Given instruction: Copy every one of the following items word for word, keeping each line as it appears.

_ _ _

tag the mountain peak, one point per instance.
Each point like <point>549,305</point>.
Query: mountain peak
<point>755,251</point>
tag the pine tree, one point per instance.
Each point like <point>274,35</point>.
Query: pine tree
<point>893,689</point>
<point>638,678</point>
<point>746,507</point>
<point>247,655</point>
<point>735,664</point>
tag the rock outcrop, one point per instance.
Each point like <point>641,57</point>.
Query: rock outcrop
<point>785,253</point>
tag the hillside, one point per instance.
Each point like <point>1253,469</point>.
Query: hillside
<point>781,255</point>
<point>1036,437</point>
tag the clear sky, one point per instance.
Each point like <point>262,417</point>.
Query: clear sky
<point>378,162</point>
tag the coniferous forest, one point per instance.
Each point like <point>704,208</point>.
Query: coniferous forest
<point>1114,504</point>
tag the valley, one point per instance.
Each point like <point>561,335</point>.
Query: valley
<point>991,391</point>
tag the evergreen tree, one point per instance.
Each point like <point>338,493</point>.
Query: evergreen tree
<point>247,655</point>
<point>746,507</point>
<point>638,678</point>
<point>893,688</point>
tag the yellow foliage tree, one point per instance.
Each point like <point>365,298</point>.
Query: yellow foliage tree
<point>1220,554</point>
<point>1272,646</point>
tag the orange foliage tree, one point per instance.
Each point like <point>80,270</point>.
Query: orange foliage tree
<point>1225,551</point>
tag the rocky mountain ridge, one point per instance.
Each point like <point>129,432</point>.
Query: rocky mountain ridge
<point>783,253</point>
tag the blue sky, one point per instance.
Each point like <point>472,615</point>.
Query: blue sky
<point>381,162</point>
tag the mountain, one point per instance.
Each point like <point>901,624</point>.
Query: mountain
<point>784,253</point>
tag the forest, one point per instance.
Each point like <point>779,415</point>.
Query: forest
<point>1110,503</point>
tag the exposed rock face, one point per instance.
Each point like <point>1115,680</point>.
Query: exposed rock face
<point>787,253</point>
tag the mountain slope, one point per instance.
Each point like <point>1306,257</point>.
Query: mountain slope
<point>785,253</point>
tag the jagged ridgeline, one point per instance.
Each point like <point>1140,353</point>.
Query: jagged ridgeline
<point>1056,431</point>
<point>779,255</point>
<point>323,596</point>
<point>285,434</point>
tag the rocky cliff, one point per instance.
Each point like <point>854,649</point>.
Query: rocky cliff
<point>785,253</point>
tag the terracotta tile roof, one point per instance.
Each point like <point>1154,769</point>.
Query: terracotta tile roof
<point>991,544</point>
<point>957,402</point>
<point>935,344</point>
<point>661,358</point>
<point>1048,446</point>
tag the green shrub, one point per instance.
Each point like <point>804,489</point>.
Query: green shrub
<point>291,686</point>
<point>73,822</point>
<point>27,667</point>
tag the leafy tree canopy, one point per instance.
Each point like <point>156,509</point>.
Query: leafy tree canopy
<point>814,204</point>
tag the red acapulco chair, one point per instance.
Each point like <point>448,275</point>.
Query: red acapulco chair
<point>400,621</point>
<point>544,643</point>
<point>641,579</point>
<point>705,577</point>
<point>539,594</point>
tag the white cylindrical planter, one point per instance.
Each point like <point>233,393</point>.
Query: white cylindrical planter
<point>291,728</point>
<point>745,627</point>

_ _ _

Output of the task:
tag the mountain peak, one point per instance.
Each point like <point>549,305</point>.
Query: mountain peak
<point>755,251</point>
tag the pine tree, one point per instance.
Each point like <point>274,35</point>.
Query: pine tree
<point>893,689</point>
<point>638,678</point>
<point>746,507</point>
<point>247,655</point>
<point>735,664</point>
tag the rock outcrop, one point per instance.
Each point like <point>641,57</point>.
Query: rock outcrop
<point>785,253</point>
tag the hillside, one point per instance.
Each point like <point>1253,469</point>.
Query: hillside
<point>781,255</point>
<point>1036,437</point>
tag the clear sky, one point per instance.
Each point like <point>262,417</point>.
Query: clear sky
<point>378,162</point>
tag the coniferous forest, one point per instance.
Each point like <point>704,208</point>.
Query: coniferous forest
<point>1114,504</point>
tag the valley, one point per instance.
Each point like <point>561,335</point>.
Query: valley
<point>991,391</point>
tag the evergreen tree, one point per instance.
Each point like <point>338,493</point>.
Query: evergreen tree
<point>247,655</point>
<point>746,507</point>
<point>638,678</point>
<point>893,688</point>
tag the yellow foliage tree, one point per instance.
Each point like <point>365,298</point>.
Query: yellow foliage tree
<point>1220,554</point>
<point>1272,646</point>
tag the orange foliage tree, one point per instance.
Each point like <point>80,270</point>.
Query: orange foliage tree
<point>1225,551</point>
tag the rocky mountain ridge, one point per instance.
Each point like <point>129,432</point>.
Query: rocky mountain ridge
<point>783,253</point>
tag the blue sky, one point per instance.
Each point like <point>472,615</point>.
Query: blue sky
<point>381,162</point>
tag the mountain, one point per instance.
Each point like <point>901,624</point>.
Query: mountain
<point>784,253</point>
tag the forest, one point per instance.
Each point like <point>779,415</point>.
Query: forest
<point>1110,503</point>
tag the exposed rock face, one point per instance.
Each point like <point>1115,680</point>.
Query: exposed rock face
<point>787,253</point>
tag the mountain slope, one point per instance.
Each point like <point>1306,257</point>.
Query: mountain slope
<point>785,253</point>
tag the jagged ridgeline, one point per instance.
Each point like <point>1140,353</point>.
Query: jagged ridgeline
<point>1056,431</point>
<point>779,255</point>
<point>323,596</point>
<point>285,434</point>
tag the rocky cliff, one point per instance.
Each point like <point>854,649</point>.
Query: rocky cliff
<point>785,253</point>
tag the terracotta tile roof, one point per instance.
Each point like <point>1154,769</point>.
Query: terracotta tile roof
<point>991,544</point>
<point>957,402</point>
<point>935,344</point>
<point>661,358</point>
<point>1048,446</point>
tag the green shrub, one point per instance.
Each point like <point>804,489</point>.
Query: green shrub
<point>291,686</point>
<point>73,822</point>
<point>27,667</point>
tag the leafy tree canopy, one point per instance.
Each point like <point>156,509</point>.
Query: leafy tree canopy
<point>814,204</point>
tag the red acapulco chair, one point per instance.
Each point like <point>448,275</point>.
Query: red acapulco chair
<point>400,621</point>
<point>544,643</point>
<point>641,579</point>
<point>705,577</point>
<point>539,594</point>
tag the white cylindrical planter, one point per instance.
Each point like <point>233,393</point>.
Query: white cylindrical planter
<point>291,728</point>
<point>745,627</point>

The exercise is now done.